PAGE –

The algorithm seems to be working well now. Now, algorithm is just a formal word for automating a sometimes arbitrary process. We’ve implemented certain heuristics – another formal word, for rules of thumb! Really, a program is just an embodiment of judgment calls. Some of ours:
- Tracking influence – We give everyone who tweets an influence score, based on some factors. There’s been a lot of research into measuring influence, and we have our own method for estimating it. If @lennyism retweets a link, it counts for more than if a new Twitter user retweets that same link.
- Handling spam – If you retweet the same link three times to #MRX over a week, we’ve always counted it only once. We’ve implemented some new rules to better handle bots and other spammy activity that we’ve seen, including closely-related accounts retweeting a link. Beating spam is a constant battle.
- Determining which link is canonical – We resolve shortened URLs so that we are counting the underlying link, not the different representations of it. For instance, we treat it/1D5E09h, bit.ly/1vpik1H, and lnkd.in/d8EVzD3 all as http://www.greenbookblog.org/2014/12/30/embracing-change-in-mr-a-year-end-perspective/. And we’ve added a few special rules to account for some different versions of hyperlinks to the same pages. Rediscovering how hard it is simply to track URLs makes me realize how error prone tracking brand names must be!
Fortunately, in our case, our program produces a report for a human to read and analyze, rather than simply spits out its results to Twitter. So a human can catch the things that the automation didn’t. For instance, I manually exclude references not related to market research (I am so not looking forward to the February release of the Bollywood film Mr. X!). I skip over any expired links – invitations to webinars now passed, for instance. And I curse any spammers who get by the system.
The lesson? Social media monitoring automation requires vigilance and updates, even for a hobbyist project like tracking the top 5 research stories of the week. Implementing custom brand trackers requires even more diligence – you should schedule regular audits to double-check the results. The myth of social media is that the data is free and therefore the analysis is as well. The data is free, but the analysis can be time-consuming and tricky. If social media is fragile, your monitoring must be robust.

WRITTEN TASK – Reproduce everything in the passage on the link-tracking algorithm from "The algorithm seems" down to "a constant battle.".

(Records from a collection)
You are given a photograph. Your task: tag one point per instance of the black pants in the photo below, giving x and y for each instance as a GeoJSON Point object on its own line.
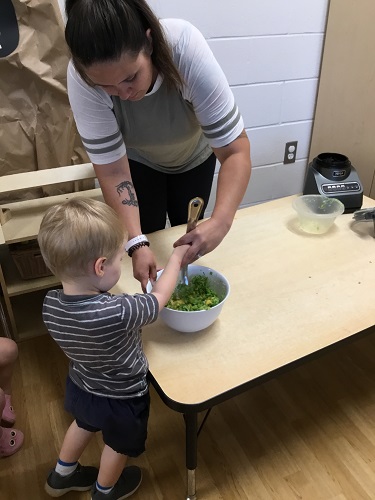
{"type": "Point", "coordinates": [160, 194]}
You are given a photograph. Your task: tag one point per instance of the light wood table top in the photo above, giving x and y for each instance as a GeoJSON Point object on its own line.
{"type": "Point", "coordinates": [292, 294]}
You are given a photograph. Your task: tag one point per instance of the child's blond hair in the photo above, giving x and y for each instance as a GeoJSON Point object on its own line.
{"type": "Point", "coordinates": [77, 232]}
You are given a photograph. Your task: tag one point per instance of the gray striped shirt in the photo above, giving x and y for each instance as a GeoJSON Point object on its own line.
{"type": "Point", "coordinates": [101, 335]}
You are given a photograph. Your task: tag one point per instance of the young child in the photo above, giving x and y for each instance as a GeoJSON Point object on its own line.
{"type": "Point", "coordinates": [10, 439]}
{"type": "Point", "coordinates": [82, 242]}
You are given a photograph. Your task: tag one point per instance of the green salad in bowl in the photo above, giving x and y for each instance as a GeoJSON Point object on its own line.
{"type": "Point", "coordinates": [196, 296]}
{"type": "Point", "coordinates": [196, 306]}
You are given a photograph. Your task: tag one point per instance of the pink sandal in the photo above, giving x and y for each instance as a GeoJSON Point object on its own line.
{"type": "Point", "coordinates": [8, 417]}
{"type": "Point", "coordinates": [10, 441]}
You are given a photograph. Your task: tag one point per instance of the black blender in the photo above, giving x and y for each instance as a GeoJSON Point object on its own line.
{"type": "Point", "coordinates": [334, 176]}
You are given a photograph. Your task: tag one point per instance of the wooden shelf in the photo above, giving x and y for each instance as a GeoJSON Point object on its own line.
{"type": "Point", "coordinates": [26, 217]}
{"type": "Point", "coordinates": [28, 314]}
{"type": "Point", "coordinates": [20, 221]}
{"type": "Point", "coordinates": [17, 285]}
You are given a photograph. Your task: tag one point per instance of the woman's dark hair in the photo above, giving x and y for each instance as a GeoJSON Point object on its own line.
{"type": "Point", "coordinates": [102, 30]}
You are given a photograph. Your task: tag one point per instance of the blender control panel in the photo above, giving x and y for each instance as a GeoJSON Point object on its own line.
{"type": "Point", "coordinates": [341, 187]}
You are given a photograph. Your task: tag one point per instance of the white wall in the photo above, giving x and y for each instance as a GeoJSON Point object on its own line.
{"type": "Point", "coordinates": [270, 51]}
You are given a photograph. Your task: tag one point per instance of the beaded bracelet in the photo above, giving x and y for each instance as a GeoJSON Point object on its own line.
{"type": "Point", "coordinates": [134, 241]}
{"type": "Point", "coordinates": [138, 245]}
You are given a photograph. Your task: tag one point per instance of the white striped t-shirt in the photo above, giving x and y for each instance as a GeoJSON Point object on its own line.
{"type": "Point", "coordinates": [101, 335]}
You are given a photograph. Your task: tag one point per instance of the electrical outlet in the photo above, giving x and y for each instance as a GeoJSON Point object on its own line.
{"type": "Point", "coordinates": [290, 152]}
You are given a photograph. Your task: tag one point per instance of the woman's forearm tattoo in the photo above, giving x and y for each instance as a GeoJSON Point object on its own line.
{"type": "Point", "coordinates": [128, 186]}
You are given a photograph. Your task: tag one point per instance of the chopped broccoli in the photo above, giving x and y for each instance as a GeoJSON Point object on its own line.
{"type": "Point", "coordinates": [197, 296]}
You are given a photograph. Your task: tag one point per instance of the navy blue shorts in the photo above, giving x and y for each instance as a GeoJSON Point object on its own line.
{"type": "Point", "coordinates": [123, 422]}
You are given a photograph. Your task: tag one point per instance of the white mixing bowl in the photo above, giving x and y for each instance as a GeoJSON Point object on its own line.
{"type": "Point", "coordinates": [194, 321]}
{"type": "Point", "coordinates": [317, 213]}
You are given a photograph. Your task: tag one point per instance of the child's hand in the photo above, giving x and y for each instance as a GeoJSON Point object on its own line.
{"type": "Point", "coordinates": [180, 251]}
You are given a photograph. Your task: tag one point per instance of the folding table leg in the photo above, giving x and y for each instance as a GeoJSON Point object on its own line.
{"type": "Point", "coordinates": [191, 424]}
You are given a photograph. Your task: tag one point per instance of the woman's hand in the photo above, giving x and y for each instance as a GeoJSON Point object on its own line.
{"type": "Point", "coordinates": [203, 239]}
{"type": "Point", "coordinates": [144, 266]}
{"type": "Point", "coordinates": [232, 182]}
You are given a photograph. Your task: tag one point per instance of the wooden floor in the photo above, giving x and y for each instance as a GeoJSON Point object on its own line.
{"type": "Point", "coordinates": [308, 434]}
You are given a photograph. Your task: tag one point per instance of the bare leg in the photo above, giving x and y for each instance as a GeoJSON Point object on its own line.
{"type": "Point", "coordinates": [111, 466]}
{"type": "Point", "coordinates": [8, 357]}
{"type": "Point", "coordinates": [75, 441]}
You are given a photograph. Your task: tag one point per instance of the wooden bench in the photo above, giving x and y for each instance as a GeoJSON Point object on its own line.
{"type": "Point", "coordinates": [20, 221]}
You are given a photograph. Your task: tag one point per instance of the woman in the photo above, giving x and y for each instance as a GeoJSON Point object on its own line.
{"type": "Point", "coordinates": [154, 111]}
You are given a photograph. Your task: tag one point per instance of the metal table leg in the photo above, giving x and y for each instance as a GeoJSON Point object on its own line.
{"type": "Point", "coordinates": [191, 424]}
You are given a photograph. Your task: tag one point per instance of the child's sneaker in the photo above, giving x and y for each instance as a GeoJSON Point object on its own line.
{"type": "Point", "coordinates": [8, 416]}
{"type": "Point", "coordinates": [128, 483]}
{"type": "Point", "coordinates": [81, 479]}
{"type": "Point", "coordinates": [10, 441]}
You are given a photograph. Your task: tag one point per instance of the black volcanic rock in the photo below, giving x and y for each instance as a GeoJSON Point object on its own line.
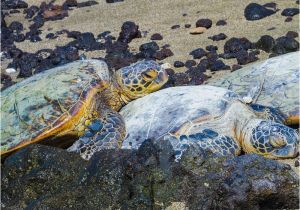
{"type": "Point", "coordinates": [206, 23]}
{"type": "Point", "coordinates": [198, 53]}
{"type": "Point", "coordinates": [265, 43]}
{"type": "Point", "coordinates": [218, 37]}
{"type": "Point", "coordinates": [147, 178]}
{"type": "Point", "coordinates": [129, 31]}
{"type": "Point", "coordinates": [290, 12]}
{"type": "Point", "coordinates": [254, 11]}
{"type": "Point", "coordinates": [234, 45]}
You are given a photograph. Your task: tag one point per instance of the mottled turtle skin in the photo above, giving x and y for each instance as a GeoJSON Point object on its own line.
{"type": "Point", "coordinates": [273, 82]}
{"type": "Point", "coordinates": [79, 99]}
{"type": "Point", "coordinates": [213, 118]}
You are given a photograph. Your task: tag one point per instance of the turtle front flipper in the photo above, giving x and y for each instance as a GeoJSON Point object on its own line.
{"type": "Point", "coordinates": [106, 132]}
{"type": "Point", "coordinates": [268, 113]}
{"type": "Point", "coordinates": [208, 140]}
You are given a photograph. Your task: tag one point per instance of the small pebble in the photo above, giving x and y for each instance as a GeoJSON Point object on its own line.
{"type": "Point", "coordinates": [272, 5]}
{"type": "Point", "coordinates": [290, 12]}
{"type": "Point", "coordinates": [206, 23]}
{"type": "Point", "coordinates": [221, 23]}
{"type": "Point", "coordinates": [175, 27]}
{"type": "Point", "coordinates": [265, 43]}
{"type": "Point", "coordinates": [190, 63]}
{"type": "Point", "coordinates": [218, 37]}
{"type": "Point", "coordinates": [292, 34]}
{"type": "Point", "coordinates": [198, 53]}
{"type": "Point", "coordinates": [178, 64]}
{"type": "Point", "coordinates": [288, 19]}
{"type": "Point", "coordinates": [156, 36]}
{"type": "Point", "coordinates": [187, 25]}
{"type": "Point", "coordinates": [10, 70]}
{"type": "Point", "coordinates": [219, 65]}
{"type": "Point", "coordinates": [198, 30]}
{"type": "Point", "coordinates": [297, 163]}
{"type": "Point", "coordinates": [211, 48]}
{"type": "Point", "coordinates": [235, 67]}
{"type": "Point", "coordinates": [254, 11]}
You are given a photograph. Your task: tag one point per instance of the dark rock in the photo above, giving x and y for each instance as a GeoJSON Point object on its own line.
{"type": "Point", "coordinates": [6, 81]}
{"type": "Point", "coordinates": [148, 49]}
{"type": "Point", "coordinates": [285, 45]}
{"type": "Point", "coordinates": [13, 4]}
{"type": "Point", "coordinates": [265, 43]}
{"type": "Point", "coordinates": [243, 57]}
{"type": "Point", "coordinates": [31, 11]}
{"type": "Point", "coordinates": [74, 34]}
{"type": "Point", "coordinates": [70, 3]}
{"type": "Point", "coordinates": [235, 67]}
{"type": "Point", "coordinates": [218, 37]}
{"type": "Point", "coordinates": [56, 13]}
{"type": "Point", "coordinates": [234, 45]}
{"type": "Point", "coordinates": [104, 34]}
{"type": "Point", "coordinates": [129, 31]}
{"type": "Point", "coordinates": [292, 34]}
{"type": "Point", "coordinates": [206, 23]}
{"type": "Point", "coordinates": [221, 23]}
{"type": "Point", "coordinates": [113, 1]}
{"type": "Point", "coordinates": [272, 5]}
{"type": "Point", "coordinates": [181, 79]}
{"type": "Point", "coordinates": [190, 63]}
{"type": "Point", "coordinates": [14, 11]}
{"type": "Point", "coordinates": [51, 36]}
{"type": "Point", "coordinates": [198, 53]}
{"type": "Point", "coordinates": [178, 64]}
{"type": "Point", "coordinates": [38, 22]}
{"type": "Point", "coordinates": [19, 37]}
{"type": "Point", "coordinates": [86, 4]}
{"type": "Point", "coordinates": [16, 26]}
{"type": "Point", "coordinates": [204, 62]}
{"type": "Point", "coordinates": [255, 12]}
{"type": "Point", "coordinates": [289, 12]}
{"type": "Point", "coordinates": [219, 65]}
{"type": "Point", "coordinates": [149, 178]}
{"type": "Point", "coordinates": [162, 54]}
{"type": "Point", "coordinates": [175, 26]}
{"type": "Point", "coordinates": [227, 55]}
{"type": "Point", "coordinates": [211, 48]}
{"type": "Point", "coordinates": [86, 41]}
{"type": "Point", "coordinates": [288, 19]}
{"type": "Point", "coordinates": [156, 36]}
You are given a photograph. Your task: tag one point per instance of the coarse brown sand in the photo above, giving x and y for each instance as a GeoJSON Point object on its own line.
{"type": "Point", "coordinates": [157, 16]}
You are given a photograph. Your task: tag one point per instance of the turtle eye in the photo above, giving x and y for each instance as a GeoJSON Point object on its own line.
{"type": "Point", "coordinates": [149, 75]}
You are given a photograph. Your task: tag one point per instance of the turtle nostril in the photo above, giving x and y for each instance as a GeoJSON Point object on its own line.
{"type": "Point", "coordinates": [277, 142]}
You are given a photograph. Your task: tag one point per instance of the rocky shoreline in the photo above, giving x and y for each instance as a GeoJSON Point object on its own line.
{"type": "Point", "coordinates": [200, 41]}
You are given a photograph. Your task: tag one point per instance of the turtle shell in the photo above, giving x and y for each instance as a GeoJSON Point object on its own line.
{"type": "Point", "coordinates": [278, 78]}
{"type": "Point", "coordinates": [164, 111]}
{"type": "Point", "coordinates": [49, 102]}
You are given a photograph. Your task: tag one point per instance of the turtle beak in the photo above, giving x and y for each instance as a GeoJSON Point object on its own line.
{"type": "Point", "coordinates": [162, 78]}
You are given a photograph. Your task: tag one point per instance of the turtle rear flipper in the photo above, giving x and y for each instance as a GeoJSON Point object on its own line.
{"type": "Point", "coordinates": [106, 132]}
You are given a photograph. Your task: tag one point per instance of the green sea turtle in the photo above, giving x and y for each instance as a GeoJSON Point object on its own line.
{"type": "Point", "coordinates": [80, 99]}
{"type": "Point", "coordinates": [273, 82]}
{"type": "Point", "coordinates": [211, 117]}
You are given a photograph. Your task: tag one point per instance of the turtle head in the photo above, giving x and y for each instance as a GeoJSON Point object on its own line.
{"type": "Point", "coordinates": [140, 79]}
{"type": "Point", "coordinates": [271, 139]}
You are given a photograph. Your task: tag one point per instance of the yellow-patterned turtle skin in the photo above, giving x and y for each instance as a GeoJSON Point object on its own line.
{"type": "Point", "coordinates": [275, 82]}
{"type": "Point", "coordinates": [76, 99]}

WRITTEN ANSWER –
The algorithm seems to be working well now. Now, algorithm is just a formal word for automating a sometimes arbitrary process. We’ve implemented certain heuristics – another formal word, for rules of thumb! Really, a program is just an embodiment of judgment calls. Some of ours:
- Tracking influence – We give everyone who tweets an influence score, based on some factors. There’s been a lot of research into measuring influence, and we have our own method for estimating it. If @lennyism retweets a link, it counts for more than if a new Twitter user retweets that same link.
- Handling spam – If you retweet the same link three times to #MRX over a week, we’ve always counted it only once. We’ve implemented some new rules to better handle bots and other spammy activity that we’ve seen, including closely-related accounts retweeting a link. Beating spam is a constant battle.